### Records shown
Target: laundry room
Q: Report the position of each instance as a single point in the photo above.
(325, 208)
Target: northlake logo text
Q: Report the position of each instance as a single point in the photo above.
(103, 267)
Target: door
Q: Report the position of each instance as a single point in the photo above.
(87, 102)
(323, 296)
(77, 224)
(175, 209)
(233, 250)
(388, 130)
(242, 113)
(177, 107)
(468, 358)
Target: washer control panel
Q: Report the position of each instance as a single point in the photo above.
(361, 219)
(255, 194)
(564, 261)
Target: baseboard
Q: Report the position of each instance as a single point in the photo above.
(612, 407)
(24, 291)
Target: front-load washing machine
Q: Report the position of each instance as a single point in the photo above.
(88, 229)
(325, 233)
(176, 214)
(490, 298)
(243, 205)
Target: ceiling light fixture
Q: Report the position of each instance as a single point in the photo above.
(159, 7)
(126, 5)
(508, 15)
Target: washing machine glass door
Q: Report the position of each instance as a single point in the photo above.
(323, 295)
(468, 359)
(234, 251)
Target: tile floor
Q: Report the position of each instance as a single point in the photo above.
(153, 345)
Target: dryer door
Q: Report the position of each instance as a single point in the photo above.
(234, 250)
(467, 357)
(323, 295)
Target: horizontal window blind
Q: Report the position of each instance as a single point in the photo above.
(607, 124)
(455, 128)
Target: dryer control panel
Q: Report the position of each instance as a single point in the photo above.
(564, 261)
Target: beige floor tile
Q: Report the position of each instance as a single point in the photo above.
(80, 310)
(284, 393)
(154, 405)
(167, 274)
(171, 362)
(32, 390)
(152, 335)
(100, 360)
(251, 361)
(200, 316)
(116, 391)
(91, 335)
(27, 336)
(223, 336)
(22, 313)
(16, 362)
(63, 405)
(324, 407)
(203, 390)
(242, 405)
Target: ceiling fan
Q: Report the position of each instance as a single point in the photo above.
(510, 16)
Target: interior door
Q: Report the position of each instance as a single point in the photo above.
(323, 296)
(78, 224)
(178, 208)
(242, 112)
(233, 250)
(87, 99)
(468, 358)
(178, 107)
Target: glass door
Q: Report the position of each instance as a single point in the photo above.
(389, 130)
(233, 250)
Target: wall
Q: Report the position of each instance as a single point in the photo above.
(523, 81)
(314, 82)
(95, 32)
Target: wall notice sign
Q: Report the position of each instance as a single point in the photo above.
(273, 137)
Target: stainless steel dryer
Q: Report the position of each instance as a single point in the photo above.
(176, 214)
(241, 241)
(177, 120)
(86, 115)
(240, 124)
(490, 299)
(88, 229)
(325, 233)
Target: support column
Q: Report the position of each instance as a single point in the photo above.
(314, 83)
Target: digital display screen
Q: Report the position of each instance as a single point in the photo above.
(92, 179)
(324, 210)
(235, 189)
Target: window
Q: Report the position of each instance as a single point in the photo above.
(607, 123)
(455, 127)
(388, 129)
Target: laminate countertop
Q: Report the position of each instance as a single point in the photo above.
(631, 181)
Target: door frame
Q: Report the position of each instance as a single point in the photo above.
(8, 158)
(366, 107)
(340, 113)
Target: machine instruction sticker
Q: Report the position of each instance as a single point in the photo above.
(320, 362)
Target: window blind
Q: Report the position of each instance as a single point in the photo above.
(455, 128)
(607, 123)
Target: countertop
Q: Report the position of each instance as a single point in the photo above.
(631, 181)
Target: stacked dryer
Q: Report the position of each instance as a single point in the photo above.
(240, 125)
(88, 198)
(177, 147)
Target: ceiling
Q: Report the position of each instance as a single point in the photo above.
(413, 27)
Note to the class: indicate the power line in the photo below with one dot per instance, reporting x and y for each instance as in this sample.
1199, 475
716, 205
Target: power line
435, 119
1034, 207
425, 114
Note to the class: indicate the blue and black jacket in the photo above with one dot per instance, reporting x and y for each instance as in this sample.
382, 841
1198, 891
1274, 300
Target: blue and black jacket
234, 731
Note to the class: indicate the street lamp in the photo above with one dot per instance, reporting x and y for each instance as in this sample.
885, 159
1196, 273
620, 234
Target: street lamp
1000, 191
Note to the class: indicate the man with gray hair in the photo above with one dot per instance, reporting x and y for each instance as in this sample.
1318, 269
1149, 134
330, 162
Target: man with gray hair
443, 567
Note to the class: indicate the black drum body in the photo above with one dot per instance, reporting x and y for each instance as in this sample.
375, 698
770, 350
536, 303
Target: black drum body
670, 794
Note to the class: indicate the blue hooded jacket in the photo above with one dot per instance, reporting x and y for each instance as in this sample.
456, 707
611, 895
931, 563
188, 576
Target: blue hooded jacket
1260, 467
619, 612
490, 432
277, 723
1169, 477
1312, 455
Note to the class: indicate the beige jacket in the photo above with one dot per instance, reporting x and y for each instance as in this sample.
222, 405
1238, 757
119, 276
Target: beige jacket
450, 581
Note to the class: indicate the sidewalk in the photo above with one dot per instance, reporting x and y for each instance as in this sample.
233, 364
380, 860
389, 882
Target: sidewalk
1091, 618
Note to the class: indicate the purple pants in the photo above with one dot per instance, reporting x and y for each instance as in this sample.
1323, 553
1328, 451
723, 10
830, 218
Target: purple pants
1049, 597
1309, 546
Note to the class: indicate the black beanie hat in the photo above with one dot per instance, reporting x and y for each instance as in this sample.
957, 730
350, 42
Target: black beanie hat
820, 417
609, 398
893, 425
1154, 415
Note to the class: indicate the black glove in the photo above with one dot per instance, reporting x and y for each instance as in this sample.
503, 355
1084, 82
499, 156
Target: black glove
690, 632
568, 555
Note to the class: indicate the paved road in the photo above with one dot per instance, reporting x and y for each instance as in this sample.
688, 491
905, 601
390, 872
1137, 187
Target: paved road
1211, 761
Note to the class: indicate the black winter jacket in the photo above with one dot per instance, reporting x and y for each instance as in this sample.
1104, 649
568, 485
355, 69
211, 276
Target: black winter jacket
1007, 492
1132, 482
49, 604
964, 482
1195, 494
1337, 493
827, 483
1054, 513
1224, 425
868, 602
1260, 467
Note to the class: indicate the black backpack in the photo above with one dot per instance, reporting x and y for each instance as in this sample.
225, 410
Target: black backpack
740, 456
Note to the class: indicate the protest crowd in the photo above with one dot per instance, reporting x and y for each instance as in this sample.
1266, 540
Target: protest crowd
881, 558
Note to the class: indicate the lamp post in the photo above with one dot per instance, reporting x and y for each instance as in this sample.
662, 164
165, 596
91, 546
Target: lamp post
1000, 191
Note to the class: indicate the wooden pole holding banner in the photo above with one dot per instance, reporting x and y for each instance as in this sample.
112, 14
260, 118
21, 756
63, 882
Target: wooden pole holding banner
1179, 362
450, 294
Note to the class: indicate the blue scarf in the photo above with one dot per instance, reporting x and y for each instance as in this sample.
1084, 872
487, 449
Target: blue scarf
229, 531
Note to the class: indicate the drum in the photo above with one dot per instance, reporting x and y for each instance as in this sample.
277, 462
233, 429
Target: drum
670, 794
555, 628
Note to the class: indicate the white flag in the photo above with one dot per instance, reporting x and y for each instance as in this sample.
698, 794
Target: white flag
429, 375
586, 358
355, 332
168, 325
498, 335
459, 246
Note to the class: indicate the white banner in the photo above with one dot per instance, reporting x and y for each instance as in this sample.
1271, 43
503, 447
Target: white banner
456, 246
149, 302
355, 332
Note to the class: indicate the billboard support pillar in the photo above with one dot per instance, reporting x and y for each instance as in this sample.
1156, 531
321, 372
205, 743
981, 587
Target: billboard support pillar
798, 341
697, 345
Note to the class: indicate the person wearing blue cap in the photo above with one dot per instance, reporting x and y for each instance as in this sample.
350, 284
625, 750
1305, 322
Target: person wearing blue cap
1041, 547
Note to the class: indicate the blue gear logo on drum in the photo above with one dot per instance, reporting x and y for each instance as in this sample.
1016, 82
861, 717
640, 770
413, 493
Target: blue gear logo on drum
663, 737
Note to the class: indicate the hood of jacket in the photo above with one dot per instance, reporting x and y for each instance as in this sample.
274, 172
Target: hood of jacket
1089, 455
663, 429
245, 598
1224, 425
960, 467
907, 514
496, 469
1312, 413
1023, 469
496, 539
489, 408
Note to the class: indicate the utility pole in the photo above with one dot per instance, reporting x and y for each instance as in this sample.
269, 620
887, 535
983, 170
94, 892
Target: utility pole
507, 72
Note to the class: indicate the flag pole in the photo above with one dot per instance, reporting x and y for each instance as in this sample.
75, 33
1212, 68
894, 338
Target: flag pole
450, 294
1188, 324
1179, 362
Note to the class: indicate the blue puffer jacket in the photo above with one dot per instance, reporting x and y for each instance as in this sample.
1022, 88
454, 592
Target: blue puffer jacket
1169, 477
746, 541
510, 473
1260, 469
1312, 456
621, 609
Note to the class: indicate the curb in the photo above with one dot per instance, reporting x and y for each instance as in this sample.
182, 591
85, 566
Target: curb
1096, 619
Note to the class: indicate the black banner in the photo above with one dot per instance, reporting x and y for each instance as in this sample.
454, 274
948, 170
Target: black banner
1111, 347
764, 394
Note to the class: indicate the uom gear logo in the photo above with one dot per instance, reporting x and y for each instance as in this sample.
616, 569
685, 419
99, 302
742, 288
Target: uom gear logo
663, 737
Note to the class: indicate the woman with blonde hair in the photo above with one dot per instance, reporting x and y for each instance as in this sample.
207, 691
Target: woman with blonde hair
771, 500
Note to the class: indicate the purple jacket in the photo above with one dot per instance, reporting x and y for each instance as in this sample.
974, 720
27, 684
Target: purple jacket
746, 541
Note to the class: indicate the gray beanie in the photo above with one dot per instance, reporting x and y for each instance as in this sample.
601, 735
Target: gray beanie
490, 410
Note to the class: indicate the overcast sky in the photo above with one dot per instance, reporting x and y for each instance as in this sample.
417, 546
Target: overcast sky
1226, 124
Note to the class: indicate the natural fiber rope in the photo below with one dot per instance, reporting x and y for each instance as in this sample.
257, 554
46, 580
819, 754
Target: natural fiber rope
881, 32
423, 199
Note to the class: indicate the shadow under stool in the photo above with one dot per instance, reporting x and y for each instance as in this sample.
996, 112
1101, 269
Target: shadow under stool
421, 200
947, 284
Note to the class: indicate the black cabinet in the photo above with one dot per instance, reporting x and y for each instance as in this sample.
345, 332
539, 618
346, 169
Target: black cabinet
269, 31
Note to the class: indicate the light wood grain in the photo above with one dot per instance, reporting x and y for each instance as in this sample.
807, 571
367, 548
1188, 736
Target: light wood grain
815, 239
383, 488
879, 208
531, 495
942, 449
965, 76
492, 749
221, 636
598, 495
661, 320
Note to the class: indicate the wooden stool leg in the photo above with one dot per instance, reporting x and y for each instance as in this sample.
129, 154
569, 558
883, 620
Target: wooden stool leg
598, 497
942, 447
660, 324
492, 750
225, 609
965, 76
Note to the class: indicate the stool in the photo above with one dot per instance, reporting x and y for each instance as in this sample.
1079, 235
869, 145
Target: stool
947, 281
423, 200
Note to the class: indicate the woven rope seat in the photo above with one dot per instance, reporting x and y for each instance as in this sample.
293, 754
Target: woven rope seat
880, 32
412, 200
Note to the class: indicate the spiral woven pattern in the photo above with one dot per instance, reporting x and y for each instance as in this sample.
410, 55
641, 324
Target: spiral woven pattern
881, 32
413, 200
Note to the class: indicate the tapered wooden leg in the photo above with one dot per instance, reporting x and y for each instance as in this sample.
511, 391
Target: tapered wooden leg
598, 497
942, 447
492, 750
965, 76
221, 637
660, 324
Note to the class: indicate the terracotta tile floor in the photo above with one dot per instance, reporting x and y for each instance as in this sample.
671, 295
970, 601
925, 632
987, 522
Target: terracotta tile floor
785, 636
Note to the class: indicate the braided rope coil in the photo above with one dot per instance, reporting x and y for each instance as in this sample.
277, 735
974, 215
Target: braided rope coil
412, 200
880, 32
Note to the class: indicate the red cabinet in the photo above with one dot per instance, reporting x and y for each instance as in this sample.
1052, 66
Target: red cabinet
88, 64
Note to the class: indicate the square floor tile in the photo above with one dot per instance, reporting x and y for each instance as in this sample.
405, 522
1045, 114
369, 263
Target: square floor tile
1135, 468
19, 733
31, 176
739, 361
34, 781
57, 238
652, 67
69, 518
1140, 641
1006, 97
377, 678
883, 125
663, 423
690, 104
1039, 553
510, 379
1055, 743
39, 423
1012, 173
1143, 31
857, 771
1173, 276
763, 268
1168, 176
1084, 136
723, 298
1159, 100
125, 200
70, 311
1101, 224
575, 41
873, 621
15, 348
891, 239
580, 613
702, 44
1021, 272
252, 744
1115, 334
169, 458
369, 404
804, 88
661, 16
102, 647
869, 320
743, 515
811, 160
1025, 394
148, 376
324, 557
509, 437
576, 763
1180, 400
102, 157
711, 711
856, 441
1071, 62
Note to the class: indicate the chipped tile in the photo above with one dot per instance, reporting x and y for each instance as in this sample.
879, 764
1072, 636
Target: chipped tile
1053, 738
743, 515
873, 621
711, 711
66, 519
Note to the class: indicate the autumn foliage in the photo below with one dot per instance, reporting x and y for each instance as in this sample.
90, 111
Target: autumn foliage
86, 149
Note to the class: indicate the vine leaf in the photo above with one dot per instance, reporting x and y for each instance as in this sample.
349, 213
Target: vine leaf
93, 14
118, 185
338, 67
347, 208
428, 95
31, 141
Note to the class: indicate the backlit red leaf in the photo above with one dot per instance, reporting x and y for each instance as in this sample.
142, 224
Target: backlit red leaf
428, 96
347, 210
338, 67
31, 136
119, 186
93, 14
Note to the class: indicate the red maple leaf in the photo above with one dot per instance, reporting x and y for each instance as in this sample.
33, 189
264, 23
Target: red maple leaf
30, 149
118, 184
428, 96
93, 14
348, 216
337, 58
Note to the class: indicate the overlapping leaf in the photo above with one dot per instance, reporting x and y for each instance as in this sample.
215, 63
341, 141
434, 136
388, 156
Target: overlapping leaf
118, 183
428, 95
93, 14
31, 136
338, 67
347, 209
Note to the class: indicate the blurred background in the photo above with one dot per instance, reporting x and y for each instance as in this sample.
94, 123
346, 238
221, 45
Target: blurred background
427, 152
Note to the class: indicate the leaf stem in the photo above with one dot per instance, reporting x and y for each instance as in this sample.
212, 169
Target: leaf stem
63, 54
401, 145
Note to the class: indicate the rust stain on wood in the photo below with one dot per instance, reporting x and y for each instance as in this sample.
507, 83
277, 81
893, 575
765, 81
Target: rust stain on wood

### Exercise prompt
Edit the lines running from the one that holds "Note to the class: indicate the rust" through the end of the records, inclusive: change "rust stain" to "water stain" and keep everything else the same. Return only those lines.

### Solution for this exercise
Note to the class: indicate the water stain on wood in the photo below with one dot per instance, reporting x and y for each instance as in this sample.
507, 83
277, 81
893, 575
765, 81
Target: water stain on wood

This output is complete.